**INSTRUCTION:**
Gather every line in the material below that contains the string "sign", and copy each such line in full.

**DATASET RECORDS:**
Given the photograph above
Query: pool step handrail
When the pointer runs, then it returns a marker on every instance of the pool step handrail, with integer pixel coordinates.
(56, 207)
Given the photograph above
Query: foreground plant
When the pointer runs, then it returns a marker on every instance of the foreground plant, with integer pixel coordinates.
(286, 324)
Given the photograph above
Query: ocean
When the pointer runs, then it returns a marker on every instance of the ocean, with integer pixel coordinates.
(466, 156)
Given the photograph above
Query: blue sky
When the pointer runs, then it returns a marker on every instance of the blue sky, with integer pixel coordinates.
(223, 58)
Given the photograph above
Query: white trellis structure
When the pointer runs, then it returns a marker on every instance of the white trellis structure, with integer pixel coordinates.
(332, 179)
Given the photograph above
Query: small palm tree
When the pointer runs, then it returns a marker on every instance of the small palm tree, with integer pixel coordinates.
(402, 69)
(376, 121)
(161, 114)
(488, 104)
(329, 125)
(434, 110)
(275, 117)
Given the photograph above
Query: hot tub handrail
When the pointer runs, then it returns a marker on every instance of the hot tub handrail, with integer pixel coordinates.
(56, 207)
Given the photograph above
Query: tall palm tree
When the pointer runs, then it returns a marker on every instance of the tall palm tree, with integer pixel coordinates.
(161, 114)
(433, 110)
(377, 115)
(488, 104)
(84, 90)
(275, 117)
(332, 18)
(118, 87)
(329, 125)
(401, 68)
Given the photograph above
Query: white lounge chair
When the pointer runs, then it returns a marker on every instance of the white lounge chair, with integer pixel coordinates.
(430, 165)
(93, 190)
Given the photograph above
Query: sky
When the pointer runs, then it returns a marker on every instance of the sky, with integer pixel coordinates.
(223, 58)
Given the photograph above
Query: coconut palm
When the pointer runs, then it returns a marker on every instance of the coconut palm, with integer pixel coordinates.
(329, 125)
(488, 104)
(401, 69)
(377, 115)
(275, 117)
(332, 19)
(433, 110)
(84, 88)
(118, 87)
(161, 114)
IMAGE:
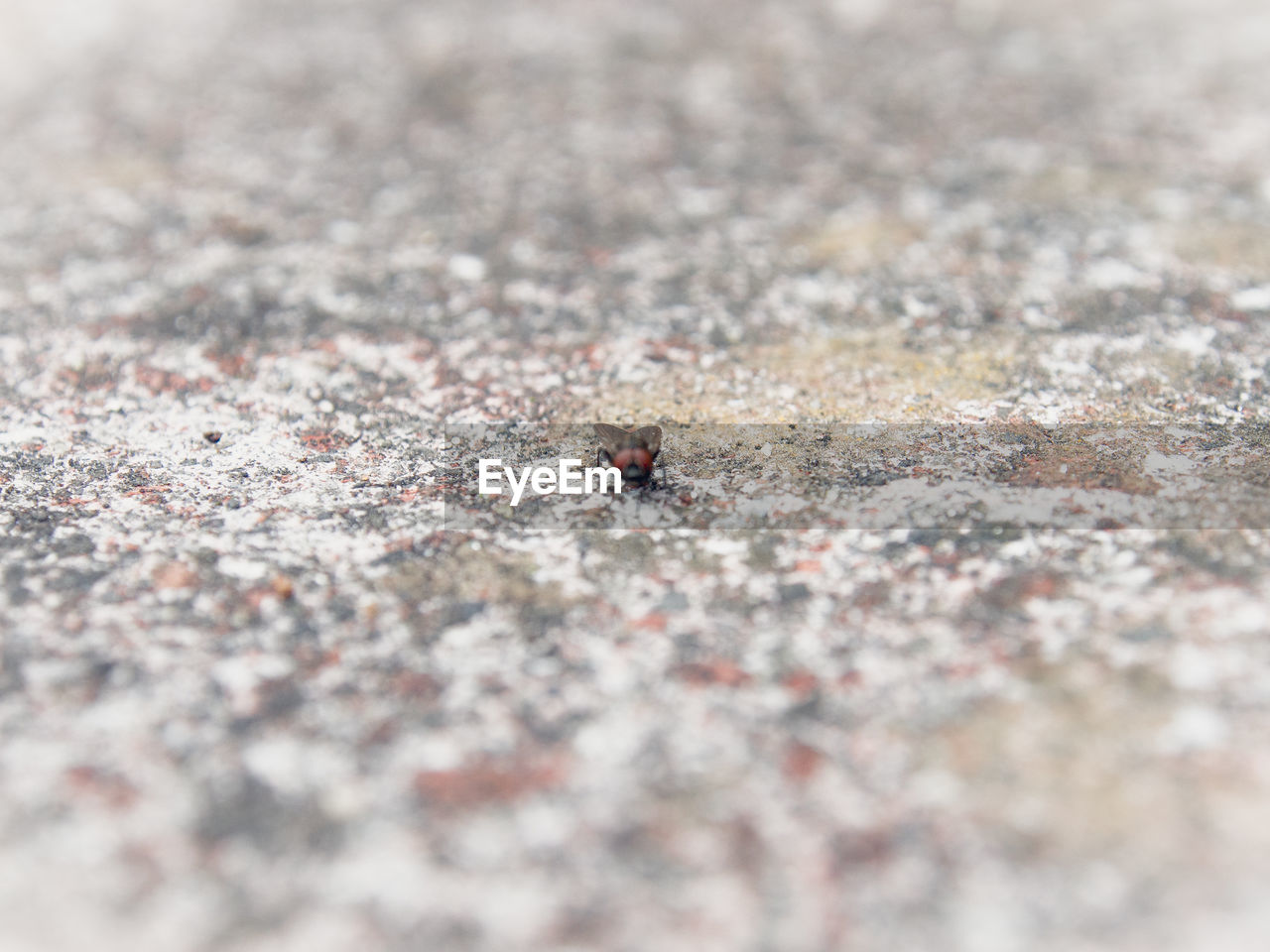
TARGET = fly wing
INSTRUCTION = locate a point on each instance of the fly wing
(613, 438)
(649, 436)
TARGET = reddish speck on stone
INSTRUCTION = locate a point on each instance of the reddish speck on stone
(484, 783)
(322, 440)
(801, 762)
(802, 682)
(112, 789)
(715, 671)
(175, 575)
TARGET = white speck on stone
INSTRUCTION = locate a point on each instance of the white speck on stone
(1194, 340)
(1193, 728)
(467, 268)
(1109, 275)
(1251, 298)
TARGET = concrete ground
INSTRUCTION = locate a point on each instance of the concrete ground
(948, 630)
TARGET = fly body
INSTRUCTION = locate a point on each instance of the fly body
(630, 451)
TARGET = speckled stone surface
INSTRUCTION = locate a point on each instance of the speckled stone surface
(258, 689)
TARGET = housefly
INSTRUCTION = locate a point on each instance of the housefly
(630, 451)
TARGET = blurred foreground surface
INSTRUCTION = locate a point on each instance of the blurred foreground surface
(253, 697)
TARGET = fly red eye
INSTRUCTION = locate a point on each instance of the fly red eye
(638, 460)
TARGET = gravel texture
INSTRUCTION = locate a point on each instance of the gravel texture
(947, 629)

--

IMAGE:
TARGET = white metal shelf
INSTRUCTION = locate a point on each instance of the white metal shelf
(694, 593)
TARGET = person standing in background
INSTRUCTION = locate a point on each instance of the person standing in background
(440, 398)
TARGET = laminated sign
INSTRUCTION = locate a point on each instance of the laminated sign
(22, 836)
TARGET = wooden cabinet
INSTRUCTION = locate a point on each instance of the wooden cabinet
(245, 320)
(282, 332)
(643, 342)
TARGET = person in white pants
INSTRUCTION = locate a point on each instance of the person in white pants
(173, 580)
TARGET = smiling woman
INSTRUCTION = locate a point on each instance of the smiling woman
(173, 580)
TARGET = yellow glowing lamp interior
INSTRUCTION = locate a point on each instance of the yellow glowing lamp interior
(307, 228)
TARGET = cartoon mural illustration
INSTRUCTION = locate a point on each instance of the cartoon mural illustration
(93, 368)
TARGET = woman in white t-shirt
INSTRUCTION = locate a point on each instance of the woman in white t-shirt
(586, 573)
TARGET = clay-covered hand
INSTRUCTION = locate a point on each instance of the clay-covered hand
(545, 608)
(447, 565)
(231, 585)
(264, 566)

**WRITTEN ANSWER:**
TARGET = laminated sign
INSTRUCTION = locate a point on each instance of the laminated sign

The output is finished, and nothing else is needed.